• [与えられた文章]:
一方で,量子科学技術研究開発機構のグループは,超短パルス高強度レーザーを希ガスに照射して発生する相対論的レーザープラズマから新たな高次高調波が放射されることを明らかにした.これは,通常の高調波と異なり,レーザー基本周波数の奇数次ばかりでなく,偶数次スペクトルも発生する点で,高調波発生機構が異なる.この高調波はBurst Intensification by Singularity Emitting Radiation (BISER) と名付けられ,その放射機構をPICシミュレーションで解明することに成功している.このときの軟X線パルス幅を直接計測することはこれまでできていないが,数値計算では,170 asと予想されている.本研究の最終的な目的は,BISERパルス幅をポンプ・プローブ法にてシングルショットで計測する手法を新たに開発することである.本研究ではそのために必要な高エネルギー分解電子分光器を設計製作し,分光器の特性を調べることを目的とした.
開発した電子分光器は磁気ボトル型電子分光器と呼ばれるもので,永久磁石(1.0 T)とソレノイドコイル(1.0 mT)によって形成されるミラー磁場を用いて発生電子を~100%捕獲して検出できるという特徴をもつ.分光器を製作するにあたり,有限要素法にてミラー磁場を評価し,この磁場中で発生する電子の軌道を分子動力学的に評価した.目標エネルギー分解能は0.20 eVとした.
分光器の特性評価には,実際に量研機構のBISER高調波を用いて行った.BISER高調波を広帯域多層膜凹面鏡にてキセノンに集光照射し,相互作用で発生するオージェ電子を分光器にて検出した.今回着目したのは8.26 eVのエネルギーを持つオージェ電子である.
実験の結果,キセノン4p電子の内殻電離に起因するオージェ電子スペクトルらしき信号を計測することができた.特に8.26 eV付近で最も大きなスペクトルが計測できた.今後は,BISER集光強度を高めるために13.5 eV付近に高い反射率を有するMo/Si凹面鏡を用いた軟X線集光を行い,発生電子数の大幅な増大,及び,SN比を改善する予定である.
The research on ultrafast phenomena in high-energy X-rays with matters has been conducted extensively. In particular, high-order harmonics has been expected as high-brightness coherent X-ray light sources having a pulse width of attosecond (10^-18 s). Such a short X-ray pulse would enable us to understand electron behavior within the atom. In fact, the shortest pulse duration realized has been 80 as, which is the similar time scale with that of electron revolving hydrogen classical orbit (150 as).

• [課題の指示]: BISER高調波の研究を扱った上の文章を、全文一字も変えずに書き写すこと。 記録は文章の内容と関係がない。

• [抽出した記録]:

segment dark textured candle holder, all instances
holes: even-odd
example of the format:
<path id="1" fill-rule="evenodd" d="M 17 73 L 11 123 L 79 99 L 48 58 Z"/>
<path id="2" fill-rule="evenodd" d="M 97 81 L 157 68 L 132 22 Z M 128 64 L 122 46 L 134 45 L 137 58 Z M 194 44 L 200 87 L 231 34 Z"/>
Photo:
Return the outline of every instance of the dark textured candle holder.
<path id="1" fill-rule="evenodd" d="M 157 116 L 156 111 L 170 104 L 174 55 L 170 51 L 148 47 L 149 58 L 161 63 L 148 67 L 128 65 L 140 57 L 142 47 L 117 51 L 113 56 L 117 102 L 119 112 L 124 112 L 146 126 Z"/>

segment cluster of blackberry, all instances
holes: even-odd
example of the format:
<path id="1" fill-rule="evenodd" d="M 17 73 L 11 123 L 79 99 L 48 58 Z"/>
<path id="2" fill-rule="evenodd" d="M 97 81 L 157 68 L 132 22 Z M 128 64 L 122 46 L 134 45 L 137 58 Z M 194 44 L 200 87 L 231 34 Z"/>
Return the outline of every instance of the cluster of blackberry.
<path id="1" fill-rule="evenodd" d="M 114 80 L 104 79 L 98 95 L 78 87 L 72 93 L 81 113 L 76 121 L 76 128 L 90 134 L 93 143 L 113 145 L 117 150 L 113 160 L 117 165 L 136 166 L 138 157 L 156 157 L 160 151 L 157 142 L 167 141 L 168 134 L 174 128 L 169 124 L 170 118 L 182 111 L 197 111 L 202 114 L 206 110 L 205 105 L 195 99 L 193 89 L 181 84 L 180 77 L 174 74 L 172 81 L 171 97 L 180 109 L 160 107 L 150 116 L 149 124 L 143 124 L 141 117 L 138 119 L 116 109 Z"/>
--
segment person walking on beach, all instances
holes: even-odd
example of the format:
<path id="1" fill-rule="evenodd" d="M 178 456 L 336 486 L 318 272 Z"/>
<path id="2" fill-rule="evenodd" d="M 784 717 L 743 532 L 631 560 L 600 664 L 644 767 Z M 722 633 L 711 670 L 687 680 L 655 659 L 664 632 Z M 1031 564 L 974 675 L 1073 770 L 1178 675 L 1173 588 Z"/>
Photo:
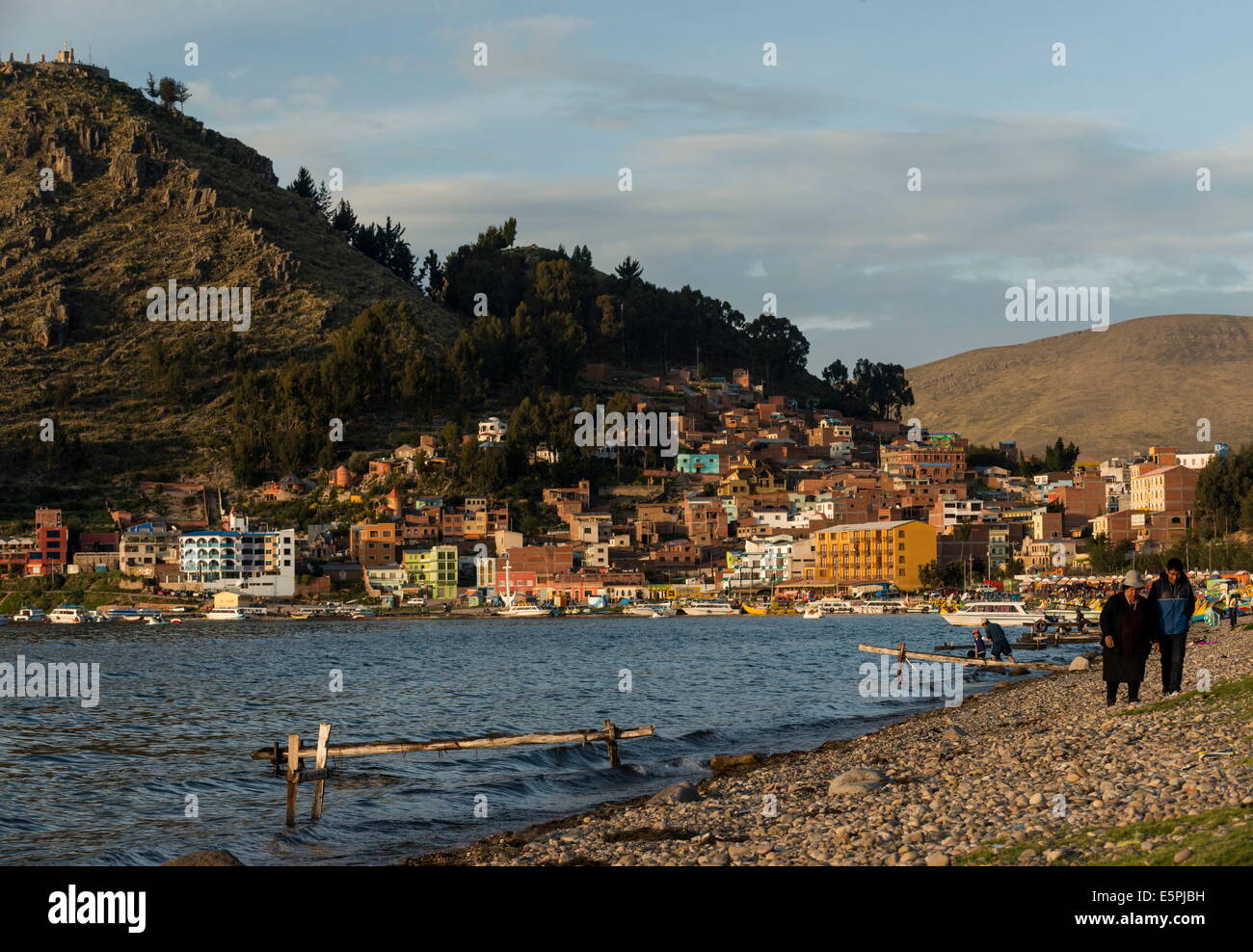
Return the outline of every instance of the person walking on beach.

• [完成した課題]:
一方で,量子科学技術研究開発機構のグループは,超短パルス高強度レーザーを希ガスに照射して発生する相対論的レーザープラズマから新たな高次高調波が放射されることを明らかにした.これは,通常の高調波と異なり,レーザー基本周波数の奇数次ばかりでなく,偶数次スペクトルも発生する点で,高調波発生機構が異なる.この高調波はBurst Intensification by Singularity Emitting Radiation (BISER) と名付けられ,その放射機構をPICシミュレーションで解明することに成功している.このときの軟X線パルス幅を直接計測することはこれまでできていないが,数値計算では,170 asと予想されている.本研究の最終的な目的は,BISERパルス幅をポンプ・プローブ法にてシングルショットで計測する手法を新たに開発することである.本研究ではそのために必要な高エネルギー分解電子分光器を設計製作し,分光器の特性を調べることを目的とした.
開発した電子分光器は磁気ボトル型電子分光器と呼ばれるもので,永久磁石(1.0 T)とソレノイドコイル(1.0 mT)によって形成されるミラー磁場を用いて発生電子を~100%捕獲して検出できるという特徴をもつ.分光器を製作するにあたり,有限要素法にてミラー磁場を評価し,この磁場中で発生する電子の軌道を分子動力学的に評価した.目標エネルギー分解能は0.20 eVとした.
分光器の特性評価には,実際に量研機構のBISER高調波を用いて行った.BISER高調波を広帯域多層膜凹面鏡にてキセノンに集光照射し,相互作用で発生するオージェ電子を分光器にて検出した.今回着目したのは8.26 eVのエネルギーを持つオージェ電子である.
実験の結果,キセノン4p電子の内殻電離に起因するオージェ電子スペクトルらしき信号を計測することができた.特に8.26 eV付近で最も大きなスペクトルが計測できた.今後は,BISER集光強度を高めるために13.5 eV付近に高い反射率を有するMo/Si凹面鏡を用いた軟X線集光を行い,発生電子数の大幅な増大,及び,SN比を改善する予定である.
The research on ultrafast phenomena in high-energy X-rays with matters has been conducted extensively. In particular, high-order harmonics has been expected as high-brightness coherent X-ray light sources having a pulse width of attosecond (10^-18 s). Such a short X-ray pulse would enable us to understand electron behavior within the atom. In fact, the shortest pulse duration realized has been 80 as, which is the similar time scale with that of electron revolving hydrogen classical orbit (150 as).